# What to work on:
Reproduce every one of the items below word for word, in the same order.

┌────────

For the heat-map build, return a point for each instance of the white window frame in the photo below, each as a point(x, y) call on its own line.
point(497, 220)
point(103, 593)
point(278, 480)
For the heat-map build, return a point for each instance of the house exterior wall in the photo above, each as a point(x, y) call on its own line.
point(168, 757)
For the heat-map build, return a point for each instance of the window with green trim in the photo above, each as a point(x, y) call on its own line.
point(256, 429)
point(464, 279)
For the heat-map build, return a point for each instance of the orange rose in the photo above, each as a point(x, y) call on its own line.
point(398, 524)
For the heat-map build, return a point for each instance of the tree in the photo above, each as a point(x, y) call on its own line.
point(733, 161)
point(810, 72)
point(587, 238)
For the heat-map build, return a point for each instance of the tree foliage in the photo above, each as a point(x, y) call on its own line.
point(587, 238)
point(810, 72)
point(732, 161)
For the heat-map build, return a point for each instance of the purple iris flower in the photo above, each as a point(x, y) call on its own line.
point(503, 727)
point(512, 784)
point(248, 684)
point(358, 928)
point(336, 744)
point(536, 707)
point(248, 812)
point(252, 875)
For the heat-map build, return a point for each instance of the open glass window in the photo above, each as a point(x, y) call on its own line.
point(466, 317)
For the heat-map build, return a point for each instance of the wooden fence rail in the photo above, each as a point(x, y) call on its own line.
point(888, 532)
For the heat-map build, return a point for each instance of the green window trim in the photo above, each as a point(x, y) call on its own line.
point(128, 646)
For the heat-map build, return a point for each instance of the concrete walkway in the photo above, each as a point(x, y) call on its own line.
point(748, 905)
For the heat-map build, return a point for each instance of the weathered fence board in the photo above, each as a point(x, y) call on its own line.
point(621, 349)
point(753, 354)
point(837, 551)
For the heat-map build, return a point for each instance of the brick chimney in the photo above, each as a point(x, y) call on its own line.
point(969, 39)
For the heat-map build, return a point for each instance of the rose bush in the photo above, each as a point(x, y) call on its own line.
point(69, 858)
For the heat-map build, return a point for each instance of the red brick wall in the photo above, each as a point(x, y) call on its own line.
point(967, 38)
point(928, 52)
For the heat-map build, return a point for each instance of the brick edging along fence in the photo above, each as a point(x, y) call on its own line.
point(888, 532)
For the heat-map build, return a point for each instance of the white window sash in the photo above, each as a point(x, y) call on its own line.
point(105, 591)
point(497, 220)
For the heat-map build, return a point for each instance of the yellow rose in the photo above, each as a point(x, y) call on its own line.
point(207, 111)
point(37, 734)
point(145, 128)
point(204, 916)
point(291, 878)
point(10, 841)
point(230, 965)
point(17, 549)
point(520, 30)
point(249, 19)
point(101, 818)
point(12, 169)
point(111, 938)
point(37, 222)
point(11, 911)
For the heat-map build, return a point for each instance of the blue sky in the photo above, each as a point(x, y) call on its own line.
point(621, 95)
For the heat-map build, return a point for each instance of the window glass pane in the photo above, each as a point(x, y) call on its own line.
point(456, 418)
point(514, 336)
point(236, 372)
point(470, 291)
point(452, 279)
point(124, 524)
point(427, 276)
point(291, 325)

└────────

# Full output:
For the heat-map build, return a point for each instance of the white window frame in the photo below, each as a point(x, y) call on its own line.
point(497, 220)
point(103, 593)
point(278, 480)
For the heat-map build, return a point for each instance of the house exterior wall in the photo above, each as a point(x, y) call on its own line.
point(168, 757)
For the heat-map build, return a point for each instance of the window with green trim in the photo above, each as a point(x, y) call on its own line.
point(256, 429)
point(464, 279)
For the heat-map build, return a point for each instance of the orange rose in the photo above, each as a point(x, y) call on its own line.
point(398, 524)
For the heat-map build, return a point for each instance of the tree in the photo above, each as a point(x, y) call on its own line.
point(733, 161)
point(810, 72)
point(587, 238)
For the heat-map build, return a point for each instance of the tree foliage in the photo above, each as a point(x, y) call on its own line.
point(587, 238)
point(810, 72)
point(732, 161)
For the heat-map build, return a point for each instance of the purple iris flower in the photo above, each as a point(x, y) call on its own line.
point(503, 727)
point(512, 784)
point(248, 684)
point(358, 928)
point(336, 744)
point(536, 707)
point(248, 812)
point(252, 875)
For the heat-map build, return a point for each instance of the open glass window in the photo above, each as a point(x, y) call on its own line.
point(466, 317)
For the heat-map build, return a point for each instance of the wooden fence rail in the photo above, each as a point(x, y) call on its own line.
point(888, 532)
For the heat-map build, return a point for each instance of the green window trim in the photo above, each as a point(x, y) call on its own line.
point(128, 646)
For the heat-map build, return a point for each instance of the concrete walkway in the photo above, each as a point(x, y) call on its own line.
point(748, 905)
For the heat-map build, return a point for each instance of the weathered fence board in the photo above, each as a point(x, y) call on its own line.
point(621, 349)
point(753, 354)
point(837, 551)
For the heat-map build, return a point for each instance of the brick chimney in the photo above, each as a point(x, y) call on its own line.
point(969, 39)
For the heat-map build, return a point for each instance of the rose bush in the photo above, each as a point(x, y) call on its own line.
point(69, 858)
For the heat-map build, return a point for each instance of the red brick wall in the photo above, each as a point(x, y) call on its own line.
point(967, 38)
point(928, 52)
For the heat-map build, return a point for each instance of the brick edging along fence in the photo above, each as a point(x, y) call on its own line.
point(888, 532)
For the heat-map build, return a point for each instance of the white window sash in the photo above, each as a point(x, y) call on its own line.
point(105, 591)
point(497, 220)
For the heat-map build, return a point for each instance of the yellow rose in the photo above, each as a point(x, y) call on its own line.
point(207, 111)
point(37, 734)
point(145, 128)
point(204, 916)
point(291, 878)
point(10, 841)
point(230, 965)
point(17, 549)
point(520, 30)
point(249, 19)
point(101, 818)
point(12, 169)
point(111, 938)
point(37, 222)
point(11, 911)
For the heat-map build, return a point for each instance of the blue sky in the photo above, each as a point(x, y) call on its own line.
point(621, 95)
For the heat-map build, return a point for each instance of the window glass pane in the photo above, each as a point(x, y) call on its own line.
point(456, 418)
point(514, 336)
point(236, 372)
point(470, 291)
point(452, 279)
point(124, 524)
point(427, 276)
point(291, 325)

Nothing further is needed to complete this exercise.